- [What to work on]: Can you reproduce, character for character, only the lines of the listing below from the line with "work: provide the mask of every instance of the **white table" to the line with "[[[31,104],[31,96],[28,94],[21,94],[19,96],[19,105],[29,105]]]", both included?

Entries drawn from a collection
:::

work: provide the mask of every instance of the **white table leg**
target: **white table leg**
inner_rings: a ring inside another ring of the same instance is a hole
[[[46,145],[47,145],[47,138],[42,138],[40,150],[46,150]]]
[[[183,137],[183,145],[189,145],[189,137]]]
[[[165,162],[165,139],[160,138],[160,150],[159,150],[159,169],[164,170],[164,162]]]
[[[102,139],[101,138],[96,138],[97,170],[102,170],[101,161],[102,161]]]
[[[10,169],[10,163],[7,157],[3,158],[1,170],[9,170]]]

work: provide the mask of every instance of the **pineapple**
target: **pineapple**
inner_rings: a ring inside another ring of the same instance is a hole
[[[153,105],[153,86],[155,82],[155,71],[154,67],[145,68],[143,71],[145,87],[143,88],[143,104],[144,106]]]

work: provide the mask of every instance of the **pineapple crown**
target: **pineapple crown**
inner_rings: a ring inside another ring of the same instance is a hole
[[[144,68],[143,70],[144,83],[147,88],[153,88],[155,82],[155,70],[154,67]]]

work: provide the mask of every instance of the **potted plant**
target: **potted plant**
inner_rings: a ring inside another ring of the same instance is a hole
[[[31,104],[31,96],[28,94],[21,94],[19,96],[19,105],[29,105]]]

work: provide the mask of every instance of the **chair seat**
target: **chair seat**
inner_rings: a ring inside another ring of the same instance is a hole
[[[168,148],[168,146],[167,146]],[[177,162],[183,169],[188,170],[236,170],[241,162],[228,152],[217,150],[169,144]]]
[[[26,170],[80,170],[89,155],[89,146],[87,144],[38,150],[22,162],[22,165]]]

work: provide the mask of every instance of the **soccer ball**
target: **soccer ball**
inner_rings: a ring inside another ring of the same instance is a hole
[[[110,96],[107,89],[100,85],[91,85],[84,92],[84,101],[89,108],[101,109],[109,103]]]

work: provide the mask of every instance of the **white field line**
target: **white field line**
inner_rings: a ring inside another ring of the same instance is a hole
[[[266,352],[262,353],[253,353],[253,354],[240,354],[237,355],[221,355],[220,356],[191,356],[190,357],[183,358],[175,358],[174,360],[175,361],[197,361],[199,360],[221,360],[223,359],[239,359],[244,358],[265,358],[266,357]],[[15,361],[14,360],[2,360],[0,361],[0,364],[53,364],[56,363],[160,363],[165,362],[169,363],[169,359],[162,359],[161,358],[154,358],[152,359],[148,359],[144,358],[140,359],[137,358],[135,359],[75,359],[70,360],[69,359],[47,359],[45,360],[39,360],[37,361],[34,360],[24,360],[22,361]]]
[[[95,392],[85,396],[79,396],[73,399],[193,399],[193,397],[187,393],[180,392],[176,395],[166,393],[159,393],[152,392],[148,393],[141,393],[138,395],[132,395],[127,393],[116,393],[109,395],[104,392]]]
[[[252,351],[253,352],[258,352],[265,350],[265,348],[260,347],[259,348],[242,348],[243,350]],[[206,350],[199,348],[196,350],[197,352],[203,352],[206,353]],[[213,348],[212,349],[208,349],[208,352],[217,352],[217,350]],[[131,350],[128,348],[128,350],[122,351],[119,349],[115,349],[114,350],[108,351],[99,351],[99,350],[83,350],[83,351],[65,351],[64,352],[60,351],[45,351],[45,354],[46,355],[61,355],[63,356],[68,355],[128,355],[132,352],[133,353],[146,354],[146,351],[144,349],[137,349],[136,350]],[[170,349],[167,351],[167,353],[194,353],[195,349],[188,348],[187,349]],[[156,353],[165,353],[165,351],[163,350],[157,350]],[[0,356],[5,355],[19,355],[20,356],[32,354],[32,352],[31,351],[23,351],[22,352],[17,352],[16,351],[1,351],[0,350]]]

:::

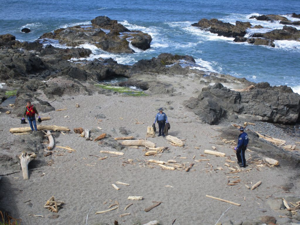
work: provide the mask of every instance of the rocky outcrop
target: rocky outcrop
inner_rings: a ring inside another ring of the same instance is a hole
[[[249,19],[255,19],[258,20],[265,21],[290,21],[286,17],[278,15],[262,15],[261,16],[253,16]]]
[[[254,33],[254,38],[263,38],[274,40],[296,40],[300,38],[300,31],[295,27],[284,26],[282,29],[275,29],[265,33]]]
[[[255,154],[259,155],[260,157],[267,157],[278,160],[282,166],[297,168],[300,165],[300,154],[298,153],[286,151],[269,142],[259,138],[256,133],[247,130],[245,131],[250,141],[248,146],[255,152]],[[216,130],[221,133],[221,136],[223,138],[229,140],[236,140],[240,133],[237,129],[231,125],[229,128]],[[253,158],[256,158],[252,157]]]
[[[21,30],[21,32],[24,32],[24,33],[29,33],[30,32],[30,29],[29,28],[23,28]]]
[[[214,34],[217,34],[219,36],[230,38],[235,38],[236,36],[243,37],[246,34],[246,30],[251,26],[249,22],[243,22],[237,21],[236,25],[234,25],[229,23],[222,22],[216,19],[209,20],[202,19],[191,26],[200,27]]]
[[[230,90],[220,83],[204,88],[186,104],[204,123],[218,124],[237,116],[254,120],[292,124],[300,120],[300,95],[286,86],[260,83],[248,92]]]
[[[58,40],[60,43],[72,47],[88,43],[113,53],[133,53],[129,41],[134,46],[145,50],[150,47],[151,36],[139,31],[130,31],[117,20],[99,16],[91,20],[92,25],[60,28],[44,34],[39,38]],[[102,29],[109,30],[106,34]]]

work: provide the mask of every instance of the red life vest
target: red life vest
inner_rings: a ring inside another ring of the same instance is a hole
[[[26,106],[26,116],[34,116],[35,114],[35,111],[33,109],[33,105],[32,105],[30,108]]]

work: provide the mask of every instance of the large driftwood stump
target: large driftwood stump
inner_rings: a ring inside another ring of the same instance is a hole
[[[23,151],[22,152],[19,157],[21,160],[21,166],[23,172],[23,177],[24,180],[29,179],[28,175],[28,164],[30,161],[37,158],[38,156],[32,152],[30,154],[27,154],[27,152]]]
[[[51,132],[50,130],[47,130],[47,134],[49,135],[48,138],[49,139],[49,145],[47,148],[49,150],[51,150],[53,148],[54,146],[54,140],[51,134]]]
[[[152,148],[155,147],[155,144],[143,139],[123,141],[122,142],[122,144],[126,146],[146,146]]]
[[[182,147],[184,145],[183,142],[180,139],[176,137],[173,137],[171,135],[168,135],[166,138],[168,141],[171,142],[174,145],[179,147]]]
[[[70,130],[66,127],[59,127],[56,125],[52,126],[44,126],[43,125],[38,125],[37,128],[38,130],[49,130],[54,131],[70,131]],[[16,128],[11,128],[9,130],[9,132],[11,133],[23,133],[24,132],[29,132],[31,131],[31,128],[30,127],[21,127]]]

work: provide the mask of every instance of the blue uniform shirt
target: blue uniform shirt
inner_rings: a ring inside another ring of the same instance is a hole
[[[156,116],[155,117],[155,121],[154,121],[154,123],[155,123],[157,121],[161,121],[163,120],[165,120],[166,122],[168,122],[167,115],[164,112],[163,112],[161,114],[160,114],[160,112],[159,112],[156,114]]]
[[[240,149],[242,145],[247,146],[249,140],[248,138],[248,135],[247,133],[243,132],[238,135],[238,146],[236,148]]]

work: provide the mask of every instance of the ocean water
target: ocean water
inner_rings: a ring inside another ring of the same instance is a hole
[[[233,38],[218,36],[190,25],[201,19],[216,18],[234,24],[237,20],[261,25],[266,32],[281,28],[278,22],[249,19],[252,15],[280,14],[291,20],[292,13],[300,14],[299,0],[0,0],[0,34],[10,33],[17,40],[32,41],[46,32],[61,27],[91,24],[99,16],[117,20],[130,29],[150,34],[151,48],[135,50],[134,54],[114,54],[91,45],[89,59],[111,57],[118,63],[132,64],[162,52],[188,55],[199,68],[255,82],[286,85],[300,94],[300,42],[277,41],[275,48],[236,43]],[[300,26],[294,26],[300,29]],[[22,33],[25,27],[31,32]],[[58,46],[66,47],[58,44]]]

:::

- [Written response]:
work: provide the mask of every instance of the **white table leg**
target: **white table leg**
inner_rings: a ring inside another ring of the same instance is a hole
[[[46,145],[47,145],[47,138],[42,138],[40,150],[46,150]]]
[[[183,137],[183,145],[189,145],[189,137]]]
[[[165,162],[165,139],[160,138],[160,150],[159,150],[159,169],[164,170],[164,162]]]
[[[102,139],[101,138],[96,138],[97,170],[102,170],[101,161],[102,161]]]
[[[10,169],[10,163],[7,157],[3,158],[1,170],[9,170]]]

work: provide the mask of every instance of the **pineapple**
target: **pineapple**
inner_rings: a ring inside another ring of the same instance is a hole
[[[153,105],[153,86],[155,82],[155,71],[154,67],[145,68],[143,71],[145,87],[143,88],[143,104],[144,106]]]

work: provide the mask of every instance of the **pineapple crown**
target: **pineapple crown**
inner_rings: a ring inside another ring of the same instance is a hole
[[[144,68],[143,70],[144,83],[147,88],[153,88],[155,82],[155,70],[154,67]]]

work: provide the mask of every instance of the **potted plant**
target: **potted plant**
inner_rings: a ring inside another ring of the same instance is a hole
[[[31,104],[31,96],[28,94],[21,94],[19,96],[19,105],[29,105]]]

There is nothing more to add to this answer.